ASSIGNMENT — The response should be the records below, repeated exactly, with each picture left out.

SUPPLIED RECORDS —
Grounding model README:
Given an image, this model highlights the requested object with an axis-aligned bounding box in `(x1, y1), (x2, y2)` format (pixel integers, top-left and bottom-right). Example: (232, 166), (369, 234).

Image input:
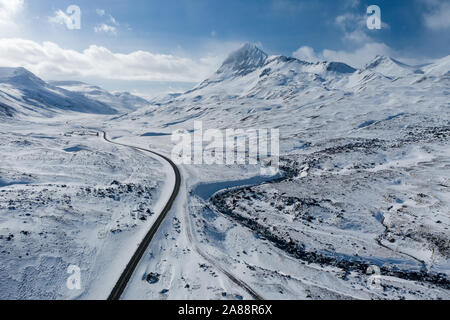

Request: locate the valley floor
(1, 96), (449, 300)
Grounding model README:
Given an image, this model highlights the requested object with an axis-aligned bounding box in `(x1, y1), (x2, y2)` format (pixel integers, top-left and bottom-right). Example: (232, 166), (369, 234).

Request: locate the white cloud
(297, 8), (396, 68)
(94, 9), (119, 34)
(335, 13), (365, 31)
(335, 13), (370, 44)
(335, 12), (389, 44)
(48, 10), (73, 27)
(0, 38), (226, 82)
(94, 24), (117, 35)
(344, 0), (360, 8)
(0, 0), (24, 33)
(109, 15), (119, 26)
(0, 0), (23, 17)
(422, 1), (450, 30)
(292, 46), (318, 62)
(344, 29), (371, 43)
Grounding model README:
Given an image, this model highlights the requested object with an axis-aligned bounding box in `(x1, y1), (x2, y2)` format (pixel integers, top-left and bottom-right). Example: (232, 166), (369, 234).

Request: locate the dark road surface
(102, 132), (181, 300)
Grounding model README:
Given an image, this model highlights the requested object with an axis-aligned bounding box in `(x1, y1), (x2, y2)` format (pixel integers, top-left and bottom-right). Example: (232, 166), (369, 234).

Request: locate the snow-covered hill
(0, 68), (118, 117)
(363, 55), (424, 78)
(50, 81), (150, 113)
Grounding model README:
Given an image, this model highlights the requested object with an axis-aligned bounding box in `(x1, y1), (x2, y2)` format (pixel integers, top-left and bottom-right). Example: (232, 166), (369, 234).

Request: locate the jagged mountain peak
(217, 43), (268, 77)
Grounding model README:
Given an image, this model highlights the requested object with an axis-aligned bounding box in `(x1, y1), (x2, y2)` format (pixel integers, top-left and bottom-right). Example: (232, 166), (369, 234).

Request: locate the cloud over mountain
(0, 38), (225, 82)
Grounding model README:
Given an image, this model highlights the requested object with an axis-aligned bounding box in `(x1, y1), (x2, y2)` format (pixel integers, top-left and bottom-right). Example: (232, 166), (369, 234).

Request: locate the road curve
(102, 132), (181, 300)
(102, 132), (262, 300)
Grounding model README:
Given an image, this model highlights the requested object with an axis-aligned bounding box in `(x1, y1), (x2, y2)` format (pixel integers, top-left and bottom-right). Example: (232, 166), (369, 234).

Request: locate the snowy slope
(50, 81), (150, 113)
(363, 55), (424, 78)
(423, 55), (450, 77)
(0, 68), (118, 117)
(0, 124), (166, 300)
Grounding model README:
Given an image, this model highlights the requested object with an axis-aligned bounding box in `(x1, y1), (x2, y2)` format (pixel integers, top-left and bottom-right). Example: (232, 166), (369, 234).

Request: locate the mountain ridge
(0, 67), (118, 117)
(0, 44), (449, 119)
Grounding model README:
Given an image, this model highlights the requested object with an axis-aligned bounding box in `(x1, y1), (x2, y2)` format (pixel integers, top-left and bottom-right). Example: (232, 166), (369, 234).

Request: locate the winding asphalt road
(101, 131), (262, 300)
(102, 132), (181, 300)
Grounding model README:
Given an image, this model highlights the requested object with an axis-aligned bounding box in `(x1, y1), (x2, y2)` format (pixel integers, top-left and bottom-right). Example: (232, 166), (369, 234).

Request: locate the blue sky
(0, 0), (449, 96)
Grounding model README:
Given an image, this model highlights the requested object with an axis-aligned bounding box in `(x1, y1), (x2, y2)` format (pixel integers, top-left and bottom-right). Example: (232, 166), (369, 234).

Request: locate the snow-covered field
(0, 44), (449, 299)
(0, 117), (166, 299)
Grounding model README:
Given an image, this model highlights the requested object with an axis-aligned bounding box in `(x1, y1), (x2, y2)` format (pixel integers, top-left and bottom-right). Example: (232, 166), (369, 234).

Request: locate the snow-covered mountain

ANSWER TO THE EXERCISE —
Grounding model README:
Given an image, this model highlights the requested object with an axis-aligned bounding box in `(x1, y1), (x2, y2)` format (pixel integers, top-left and bottom-right). Example: (232, 166), (369, 234).

Image input:

Request: locate the valley floor
(1, 96), (449, 300)
Grounding model README:
Given an image, this model highlights the requested object with an axis-aligned bounding box in `(x1, y1), (x2, y2)` format (pixel integers, top-left and bottom-right). Example: (232, 166), (369, 234).

Request: locate the white cloud
(297, 8), (396, 68)
(94, 9), (119, 34)
(335, 13), (365, 31)
(335, 13), (370, 44)
(335, 12), (389, 44)
(48, 10), (73, 27)
(0, 38), (226, 82)
(94, 24), (117, 35)
(344, 0), (360, 8)
(0, 0), (24, 33)
(109, 15), (119, 26)
(0, 0), (23, 17)
(422, 1), (450, 30)
(292, 46), (318, 62)
(344, 29), (371, 43)
Grounding model README:
Given an image, this model highlights the requested object with an axis-aligned bounding box in `(x1, y1), (x2, y2)` format (pixel integers, top-left and bottom-right). Example: (232, 166), (369, 234).

Request: locate the dark road surface
(102, 132), (181, 300)
Grounding model README:
Given an image, this model highlights the requested object with an axis-aligned bounding box in `(x1, y1), (x2, y2)` format (pixel integers, top-left and bottom-right). Example: (232, 166), (369, 234).

Request: locate the snow-covered hill
(0, 68), (118, 117)
(363, 55), (424, 78)
(50, 81), (150, 113)
Grounding model README:
Given an image, this model highlights the requested object with an axis-aligned bounding box in `(x1, y1), (x2, y2)` format (pixel integers, top-left and bottom-right). Example: (232, 166), (369, 234).

Request: locate the jagged mountain peak
(217, 43), (268, 77)
Grounding model README:
Given an image, this model highlights the requested object with an axis-aligned bounding box in `(x1, y1), (x2, y2)` format (pixel integers, top-left and bottom-right). Example: (232, 166), (369, 234).

Request: locate the cloud over mountain
(0, 38), (225, 82)
Grounding model README:
Given an image, this model highlights the requested object with an axis-aligned bounding box in `(x1, y1), (x2, y2)` format (pixel integers, top-left and bottom-right). Example: (232, 166), (369, 234).

Request: locate the road curve
(102, 132), (181, 300)
(102, 132), (262, 300)
Grounding model README:
Given an image, this model highlights the requested object with an axis-aligned bounding box in `(x1, y1), (x2, y2)` format (pixel integers, top-left and bottom-right). Example: (232, 166), (369, 234).

Request: locate the snowy slope
(50, 81), (150, 113)
(363, 55), (424, 78)
(423, 55), (450, 77)
(0, 68), (118, 117)
(0, 124), (166, 300)
Grounding model README:
Given an image, this model highlights the requested object with an axis-aligned bounding box in `(x1, y1), (x2, y2)` format (pixel integers, top-left and bottom-right). Example: (232, 166), (369, 234).

Request: locate the mountain ridge
(0, 67), (118, 117)
(0, 44), (449, 119)
Grounding model README:
Given an image, this model highlights the requested object with an axis-aligned bounding box in `(x1, y1), (x2, y2)` format (pixel integers, top-left and bottom-right). Example: (232, 166), (369, 234).

Request: locate the winding asphalt road
(101, 131), (262, 300)
(102, 132), (181, 300)
Grounding model README:
Given an image, this model highlights the requested object with an axis-aligned bounding box in `(x1, y1), (x2, y2)` format (pixel integers, top-left and bottom-right). Example: (232, 166), (369, 234).

Request: locate the blue sky
(0, 0), (449, 96)
Grounding model README:
Given an image, this model highlights the requested object with an axis-aligned bounding box in `(x1, y1), (x2, y2)` format (pixel integers, top-left and bottom-right). Example: (232, 166), (369, 234).

Request: locate the snow-covered field
(0, 44), (449, 299)
(0, 117), (166, 299)
Grounding model README:
Given an image, this model highlights the requested object with an axis-aligned bounding box in `(x1, y1), (x2, y2)` format (pixel integers, top-left and bottom-right). Example: (232, 166), (369, 234).

Request: locate the snow-covered mountain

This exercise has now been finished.